# EXERCISE:
Return exactly the listing's lines, from its first line to the line holding "instance, sample <point>235,223</point>.", ends included.

# SOURCE MATERIAL:
☆ ☆ ☆ ☆ ☆ ☆ ☆

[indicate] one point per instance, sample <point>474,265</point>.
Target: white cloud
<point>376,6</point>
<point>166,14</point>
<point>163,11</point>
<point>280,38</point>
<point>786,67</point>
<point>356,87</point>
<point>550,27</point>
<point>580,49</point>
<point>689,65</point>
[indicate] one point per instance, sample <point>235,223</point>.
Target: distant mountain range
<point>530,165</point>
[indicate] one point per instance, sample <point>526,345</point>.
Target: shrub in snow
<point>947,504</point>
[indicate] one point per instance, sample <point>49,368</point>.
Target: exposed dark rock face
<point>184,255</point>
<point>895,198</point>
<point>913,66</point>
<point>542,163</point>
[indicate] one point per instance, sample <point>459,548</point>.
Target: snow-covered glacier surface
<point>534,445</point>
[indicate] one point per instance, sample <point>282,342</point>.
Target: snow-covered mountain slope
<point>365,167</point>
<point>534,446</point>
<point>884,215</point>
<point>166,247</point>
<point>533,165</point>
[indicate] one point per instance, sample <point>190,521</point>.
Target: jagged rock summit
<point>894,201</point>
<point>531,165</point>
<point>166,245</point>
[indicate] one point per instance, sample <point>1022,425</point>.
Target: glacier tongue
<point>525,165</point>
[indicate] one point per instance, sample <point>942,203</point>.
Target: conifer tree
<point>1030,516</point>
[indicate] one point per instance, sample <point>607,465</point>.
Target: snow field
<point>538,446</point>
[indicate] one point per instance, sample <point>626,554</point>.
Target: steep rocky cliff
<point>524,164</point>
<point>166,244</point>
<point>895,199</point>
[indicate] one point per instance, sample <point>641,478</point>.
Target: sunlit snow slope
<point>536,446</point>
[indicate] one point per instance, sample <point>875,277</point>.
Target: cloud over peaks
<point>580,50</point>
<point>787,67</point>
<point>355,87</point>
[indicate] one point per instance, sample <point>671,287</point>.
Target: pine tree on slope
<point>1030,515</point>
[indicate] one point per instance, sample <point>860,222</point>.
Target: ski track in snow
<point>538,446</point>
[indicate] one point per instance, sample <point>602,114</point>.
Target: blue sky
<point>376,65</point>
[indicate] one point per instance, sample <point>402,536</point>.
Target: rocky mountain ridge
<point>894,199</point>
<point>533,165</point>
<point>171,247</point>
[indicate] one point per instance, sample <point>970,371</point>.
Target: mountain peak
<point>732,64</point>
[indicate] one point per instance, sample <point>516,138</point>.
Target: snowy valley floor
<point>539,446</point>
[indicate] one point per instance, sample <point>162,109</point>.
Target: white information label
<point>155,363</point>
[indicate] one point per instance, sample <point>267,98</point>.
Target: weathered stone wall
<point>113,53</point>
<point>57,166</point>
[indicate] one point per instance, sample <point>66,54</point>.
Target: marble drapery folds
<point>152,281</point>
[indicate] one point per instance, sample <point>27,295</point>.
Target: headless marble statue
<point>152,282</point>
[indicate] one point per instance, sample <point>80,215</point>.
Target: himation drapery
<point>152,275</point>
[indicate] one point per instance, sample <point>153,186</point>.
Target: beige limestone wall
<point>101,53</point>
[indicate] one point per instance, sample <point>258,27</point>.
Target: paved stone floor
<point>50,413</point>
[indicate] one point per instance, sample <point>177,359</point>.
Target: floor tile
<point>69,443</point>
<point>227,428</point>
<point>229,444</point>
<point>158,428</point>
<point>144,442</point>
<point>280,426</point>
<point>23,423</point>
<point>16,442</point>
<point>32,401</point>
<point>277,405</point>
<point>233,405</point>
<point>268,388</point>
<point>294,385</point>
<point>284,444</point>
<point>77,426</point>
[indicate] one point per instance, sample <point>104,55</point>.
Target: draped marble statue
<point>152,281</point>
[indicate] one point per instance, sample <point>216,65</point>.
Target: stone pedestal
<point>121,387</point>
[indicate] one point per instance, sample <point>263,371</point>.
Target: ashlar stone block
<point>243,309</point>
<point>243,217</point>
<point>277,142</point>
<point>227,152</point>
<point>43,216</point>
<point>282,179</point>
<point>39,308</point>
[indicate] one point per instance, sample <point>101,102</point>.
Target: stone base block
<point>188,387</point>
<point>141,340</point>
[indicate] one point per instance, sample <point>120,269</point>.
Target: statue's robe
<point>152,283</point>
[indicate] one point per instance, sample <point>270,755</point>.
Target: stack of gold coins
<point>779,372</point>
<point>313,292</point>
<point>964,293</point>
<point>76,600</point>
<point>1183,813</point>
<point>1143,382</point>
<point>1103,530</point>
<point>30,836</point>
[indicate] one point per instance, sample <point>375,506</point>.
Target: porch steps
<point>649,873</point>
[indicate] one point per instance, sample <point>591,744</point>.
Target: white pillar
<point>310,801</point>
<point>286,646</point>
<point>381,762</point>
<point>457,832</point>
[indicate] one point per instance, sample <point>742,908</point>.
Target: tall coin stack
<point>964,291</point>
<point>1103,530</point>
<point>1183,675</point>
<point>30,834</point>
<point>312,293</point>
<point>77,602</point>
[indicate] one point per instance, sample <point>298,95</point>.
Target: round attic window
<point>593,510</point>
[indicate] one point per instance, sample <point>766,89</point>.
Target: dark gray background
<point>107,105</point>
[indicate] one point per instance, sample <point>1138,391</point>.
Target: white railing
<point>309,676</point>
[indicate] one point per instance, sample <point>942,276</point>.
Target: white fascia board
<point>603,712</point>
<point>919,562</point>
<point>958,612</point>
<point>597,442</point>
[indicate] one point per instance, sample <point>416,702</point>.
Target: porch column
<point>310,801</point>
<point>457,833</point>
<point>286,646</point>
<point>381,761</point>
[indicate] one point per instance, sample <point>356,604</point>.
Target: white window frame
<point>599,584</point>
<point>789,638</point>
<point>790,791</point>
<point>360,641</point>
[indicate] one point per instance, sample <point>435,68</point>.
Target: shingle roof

☆ ☆ ☆ ☆ ☆ ☆ ☆

# RESULT FOR THIS EXERCISE:
[indicate] one point per instance, sample <point>474,265</point>.
Target: white cloud
<point>376,6</point>
<point>166,14</point>
<point>163,11</point>
<point>280,38</point>
<point>786,67</point>
<point>356,87</point>
<point>550,27</point>
<point>580,49</point>
<point>689,65</point>
[indicate] one point per instance, sample <point>235,223</point>.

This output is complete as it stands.